What is required:
Take the material below and write it all out again exactly.
[start Data for this task]
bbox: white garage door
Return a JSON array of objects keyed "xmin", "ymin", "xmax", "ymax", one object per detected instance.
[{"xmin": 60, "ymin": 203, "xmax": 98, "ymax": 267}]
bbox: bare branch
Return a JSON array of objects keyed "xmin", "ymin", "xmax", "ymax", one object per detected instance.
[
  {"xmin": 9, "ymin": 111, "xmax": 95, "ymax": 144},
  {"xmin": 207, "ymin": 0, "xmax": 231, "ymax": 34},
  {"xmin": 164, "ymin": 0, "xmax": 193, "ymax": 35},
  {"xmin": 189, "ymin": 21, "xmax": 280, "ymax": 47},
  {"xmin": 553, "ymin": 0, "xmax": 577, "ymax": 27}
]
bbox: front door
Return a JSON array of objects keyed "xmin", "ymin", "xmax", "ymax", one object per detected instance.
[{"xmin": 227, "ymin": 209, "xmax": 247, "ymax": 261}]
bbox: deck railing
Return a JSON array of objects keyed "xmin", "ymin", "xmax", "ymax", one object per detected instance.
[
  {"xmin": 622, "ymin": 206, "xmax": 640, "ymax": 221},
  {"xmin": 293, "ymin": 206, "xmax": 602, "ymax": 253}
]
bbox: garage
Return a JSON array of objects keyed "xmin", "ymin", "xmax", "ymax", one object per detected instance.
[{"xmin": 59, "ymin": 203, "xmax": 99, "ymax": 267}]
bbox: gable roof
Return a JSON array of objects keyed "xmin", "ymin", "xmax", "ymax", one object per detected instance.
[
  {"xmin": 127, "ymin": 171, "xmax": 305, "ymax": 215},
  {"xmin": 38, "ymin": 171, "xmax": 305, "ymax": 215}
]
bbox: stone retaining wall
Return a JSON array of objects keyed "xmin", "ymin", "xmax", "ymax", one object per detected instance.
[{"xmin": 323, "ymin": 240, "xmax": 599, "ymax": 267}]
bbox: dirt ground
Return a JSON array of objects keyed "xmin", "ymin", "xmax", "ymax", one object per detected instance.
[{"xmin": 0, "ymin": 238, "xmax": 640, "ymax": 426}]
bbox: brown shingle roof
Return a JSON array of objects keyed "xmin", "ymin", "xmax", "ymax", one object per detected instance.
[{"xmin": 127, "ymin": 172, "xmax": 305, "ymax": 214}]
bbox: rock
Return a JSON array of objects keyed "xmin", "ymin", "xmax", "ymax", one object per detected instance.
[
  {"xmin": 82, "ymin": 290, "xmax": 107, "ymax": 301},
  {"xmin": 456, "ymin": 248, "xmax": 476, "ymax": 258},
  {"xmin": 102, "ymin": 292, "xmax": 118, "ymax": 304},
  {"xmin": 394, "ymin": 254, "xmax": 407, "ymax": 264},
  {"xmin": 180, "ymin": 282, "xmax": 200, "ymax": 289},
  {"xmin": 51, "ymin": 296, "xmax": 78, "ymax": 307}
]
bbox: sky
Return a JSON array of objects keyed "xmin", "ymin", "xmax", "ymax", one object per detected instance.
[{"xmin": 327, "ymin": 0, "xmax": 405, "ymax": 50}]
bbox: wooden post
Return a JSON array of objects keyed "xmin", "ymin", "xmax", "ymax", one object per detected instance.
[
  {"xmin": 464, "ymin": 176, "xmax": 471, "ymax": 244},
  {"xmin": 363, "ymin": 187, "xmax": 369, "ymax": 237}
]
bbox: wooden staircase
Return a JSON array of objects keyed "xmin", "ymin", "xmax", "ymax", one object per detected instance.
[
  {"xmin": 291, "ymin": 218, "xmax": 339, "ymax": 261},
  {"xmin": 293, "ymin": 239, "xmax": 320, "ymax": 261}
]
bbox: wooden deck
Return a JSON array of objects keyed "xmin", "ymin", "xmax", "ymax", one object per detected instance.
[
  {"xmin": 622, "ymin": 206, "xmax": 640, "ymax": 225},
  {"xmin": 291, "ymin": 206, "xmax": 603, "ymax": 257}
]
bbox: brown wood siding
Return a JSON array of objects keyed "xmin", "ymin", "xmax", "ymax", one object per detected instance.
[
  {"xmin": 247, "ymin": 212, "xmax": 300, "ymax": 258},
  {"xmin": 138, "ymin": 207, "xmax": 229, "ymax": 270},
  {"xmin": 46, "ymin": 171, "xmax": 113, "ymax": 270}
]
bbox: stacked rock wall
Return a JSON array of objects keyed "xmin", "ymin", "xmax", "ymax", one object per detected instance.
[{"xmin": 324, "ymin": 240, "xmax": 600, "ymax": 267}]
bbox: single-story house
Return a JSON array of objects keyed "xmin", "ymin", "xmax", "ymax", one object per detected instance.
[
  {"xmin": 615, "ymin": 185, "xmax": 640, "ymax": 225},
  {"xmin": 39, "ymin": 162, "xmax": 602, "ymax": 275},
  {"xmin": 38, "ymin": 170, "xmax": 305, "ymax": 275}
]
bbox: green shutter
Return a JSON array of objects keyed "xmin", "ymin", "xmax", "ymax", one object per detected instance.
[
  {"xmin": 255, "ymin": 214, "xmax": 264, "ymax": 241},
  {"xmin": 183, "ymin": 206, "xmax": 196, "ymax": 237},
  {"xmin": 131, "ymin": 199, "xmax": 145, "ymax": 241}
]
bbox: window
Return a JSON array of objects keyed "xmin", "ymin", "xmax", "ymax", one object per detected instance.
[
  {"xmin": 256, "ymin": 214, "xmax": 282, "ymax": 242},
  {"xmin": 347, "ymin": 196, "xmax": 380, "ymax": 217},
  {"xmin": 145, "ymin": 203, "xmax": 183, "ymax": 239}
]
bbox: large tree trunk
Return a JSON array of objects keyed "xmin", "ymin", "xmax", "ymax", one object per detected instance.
[end Data for this task]
Answer to this exercise:
bbox: white garage door
Return a JSON array of objects keyed "xmin", "ymin", "xmax", "ymax", one object per detected instance.
[{"xmin": 60, "ymin": 203, "xmax": 98, "ymax": 267}]
bbox: bare branch
Return a JSON array of objects keyed "xmin", "ymin", "xmax", "ymax", one object per detected instance.
[
  {"xmin": 9, "ymin": 111, "xmax": 95, "ymax": 144},
  {"xmin": 207, "ymin": 0, "xmax": 231, "ymax": 34},
  {"xmin": 164, "ymin": 0, "xmax": 193, "ymax": 35},
  {"xmin": 189, "ymin": 21, "xmax": 280, "ymax": 47},
  {"xmin": 553, "ymin": 0, "xmax": 577, "ymax": 27}
]
bbox: front door
Return a JSON array of objects keyed "xmin", "ymin", "xmax", "ymax", one object per detected instance.
[{"xmin": 227, "ymin": 209, "xmax": 247, "ymax": 261}]
bbox: deck railing
Return a JSON array of objects keyed "xmin", "ymin", "xmax", "ymax", one object per detected instance.
[
  {"xmin": 622, "ymin": 206, "xmax": 640, "ymax": 221},
  {"xmin": 293, "ymin": 206, "xmax": 602, "ymax": 253}
]
bbox: garage
Return a JSON array of objects keyed "xmin", "ymin", "xmax", "ymax", one object per detected instance.
[{"xmin": 59, "ymin": 203, "xmax": 99, "ymax": 267}]
bbox: gable roof
Return a JSON array of objects keyed "xmin", "ymin", "xmax", "ymax", one object per detected instance.
[
  {"xmin": 127, "ymin": 171, "xmax": 305, "ymax": 215},
  {"xmin": 38, "ymin": 171, "xmax": 305, "ymax": 215}
]
bbox: stone retaining wall
Return a JSON array of objects keyed "xmin", "ymin", "xmax", "ymax", one object per detected instance.
[{"xmin": 323, "ymin": 240, "xmax": 599, "ymax": 267}]
bbox: dirt ground
Return a JSON array of objects keyed "xmin", "ymin", "xmax", "ymax", one object per detected instance.
[{"xmin": 0, "ymin": 238, "xmax": 640, "ymax": 426}]
bbox: brown shingle roof
Return a JSON array of objects keyed "xmin", "ymin", "xmax", "ymax", one object per detected instance.
[{"xmin": 127, "ymin": 172, "xmax": 305, "ymax": 214}]
bbox: rock
Return a JSON array of objects keyed "xmin", "ymin", "xmax", "ymax", one object per detected instance.
[
  {"xmin": 82, "ymin": 290, "xmax": 107, "ymax": 301},
  {"xmin": 456, "ymin": 248, "xmax": 476, "ymax": 258},
  {"xmin": 102, "ymin": 292, "xmax": 118, "ymax": 304},
  {"xmin": 394, "ymin": 254, "xmax": 407, "ymax": 264},
  {"xmin": 180, "ymin": 282, "xmax": 200, "ymax": 289},
  {"xmin": 51, "ymin": 296, "xmax": 78, "ymax": 307}
]
bbox: sky
Return a JSON array of objects keyed "xmin", "ymin", "xmax", "ymax", one object per detected instance.
[{"xmin": 327, "ymin": 0, "xmax": 405, "ymax": 50}]
bbox: wooden post
Return a JSON array of objects keyed "xmin", "ymin", "xmax", "ymax", one object per detected instance.
[
  {"xmin": 464, "ymin": 176, "xmax": 471, "ymax": 244},
  {"xmin": 363, "ymin": 187, "xmax": 369, "ymax": 237}
]
bbox: wooden staircase
Return a JSON array of objects keyed "xmin", "ymin", "xmax", "ymax", one object per detected instance.
[
  {"xmin": 291, "ymin": 218, "xmax": 339, "ymax": 261},
  {"xmin": 293, "ymin": 239, "xmax": 320, "ymax": 261}
]
bbox: wooden deck
Return a JSON array of objects keyed "xmin", "ymin", "xmax", "ymax", one object per detected instance.
[
  {"xmin": 622, "ymin": 206, "xmax": 640, "ymax": 225},
  {"xmin": 291, "ymin": 206, "xmax": 603, "ymax": 257}
]
bbox: brown wood siding
Return a JSON array of objects keyed "xmin", "ymin", "xmax", "ymax", one object per detected instance.
[
  {"xmin": 247, "ymin": 212, "xmax": 300, "ymax": 258},
  {"xmin": 138, "ymin": 207, "xmax": 229, "ymax": 270},
  {"xmin": 46, "ymin": 171, "xmax": 113, "ymax": 270}
]
bbox: stacked rock wall
Return a JSON array of objects keyed "xmin", "ymin", "xmax", "ymax", one object per detected instance.
[{"xmin": 324, "ymin": 240, "xmax": 600, "ymax": 267}]
bbox: single-story house
Return a JSON array of objects keyed "xmin", "ymin", "xmax", "ymax", one object per detected instance.
[
  {"xmin": 615, "ymin": 185, "xmax": 640, "ymax": 225},
  {"xmin": 39, "ymin": 162, "xmax": 602, "ymax": 275},
  {"xmin": 38, "ymin": 170, "xmax": 305, "ymax": 275}
]
bbox: green shutter
Return a JSON array of objects keyed "xmin", "ymin", "xmax", "ymax", one object per detected instance.
[
  {"xmin": 255, "ymin": 214, "xmax": 264, "ymax": 241},
  {"xmin": 183, "ymin": 206, "xmax": 196, "ymax": 237},
  {"xmin": 131, "ymin": 199, "xmax": 145, "ymax": 241}
]
bbox: window
Return a JSON array of objects keyed "xmin", "ymin", "xmax", "ymax", one object per detected instance.
[
  {"xmin": 256, "ymin": 214, "xmax": 282, "ymax": 242},
  {"xmin": 347, "ymin": 196, "xmax": 380, "ymax": 217},
  {"xmin": 145, "ymin": 203, "xmax": 183, "ymax": 239}
]
bbox: large tree trunk
Return a JSON array of objects keyed "xmin", "ymin", "xmax", "ymax", one object per detected instance.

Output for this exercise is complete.